TEXT BLOCK section start

Multiple Inputs vs Tuple Inputs

I’m a little confused about multiple inputs in nextflow. I find myself using tuple inputs (almost) exclusively when a process should take more than one input (which is pretty much every process).

Tuples seem clearly superior, because they allow passing arbitrary combinations of values to a process. Using a single, long tuple as a process input means the process can be reasoned about the same as a function in a procedural language (albeit an async function).

The only time I do use multiple inputs (without wrapping them in a tuple) is when passing a values that are “global” to the entire workflow execution, for example a “Run ID”.
But this could also be achieved with a tuple (after re-reading the docs for .join and .combine).

So what’s the utility of having multiple inputs function the way they currently do?
Is this a remant from early nextflow that has to be kept for backward compatibility? Or am I too stuck in the procedural paradigm to grok this dataflow concept?

1 Like

I would probably say yes, this is a remnant of early Nextflow.
This is basically the direction I think the developers want to go with the introduction of Record types, and reduction of channel operators. The aim would be to make the combine explicit

1 Like

Great question! You’re not missing anything — your intuition about tuples is solid, and this is a common point of confusion.

When multiple inputs make sense:

The key distinction is between queue channels (multiple items, consumed as they flow through) and value channels (single item, reusable). When your second input is truly a “global” value that won’t change per-sample (like your Run ID example, or a reference genome path), using a separate value channel input is a valid choice:

process ALIGN {
    input:
    tuple val(sample_id), path(reads)
    path reference  // value channel - same for all samples

    // ...
}

This works cleanly because value channels automatically repeat for each item in the queue channel. Note that using the multi-channel approach locks you into a workflow that cannot scale to multiple reference genomes - the multi-channel approach should not be used if you think there is a chance that you’ll want to supply multiple items in both channels.

The tuple-everything approach (your “wide tuple”):

Using combine to merge everything into one tuple before the process is also perfectly valid! You’re right that it has some of great features (some of my personal favourites):

  • Pipe-friendly: Clean chaining with |

  • Explicit data flow: All the “shape manipulation” happens in channel operations, making the process signature simpler

  • Flexibility: Easy to switch from combining with one item to many

The nf-core community generally favors keeping tuples focused on sample-specific data and using separate input channels for shared resources. This isn’t because wide tuples are wrong, it’s more about readability at scale and consistency across many authors (a convention everyone follows, even if not strictly “better”)

TEXT BLOCK section end
INFORMATION SHOWN section start

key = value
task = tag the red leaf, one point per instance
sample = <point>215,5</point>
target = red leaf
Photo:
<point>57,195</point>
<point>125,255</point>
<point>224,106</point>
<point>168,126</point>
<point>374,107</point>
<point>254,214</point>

INFORMATION SHOWN section end

*EXERCISE INSTRUCTIONS*:
1. From the Nextflow thread, translate this sentence into German: "This works cleanly because value channels automatically repeat for each item in the queue channel."
2. Quote the part of the Nextflow thread between "I’m a little" and "an async function).", inclusive.
3. In the Nextflow thread, what does the nf-core community generally favor regarding tuples and input channels?

*ANSWERS TO EACH TASK*:
1. Das funktioniert sauber, weil Value-Channels sich für jedes Element im Queue-Channel automatisch wiederholen.

2.
I’m a little confused about multiple inputs in nextflow. I find myself using tuple inputs (almost) exclusively when a process should take more than one input (which is pretty much every process).

Tuples seem clearly superior, because they allow passing arbitrary combinations of values to a process. Using a single, long tuple as a process input means the process can be reasoned about the same as a function in a procedural language (albeit an async function).

3. Keeping tuples focused on sample-specific data and using separate input channels for shared resources.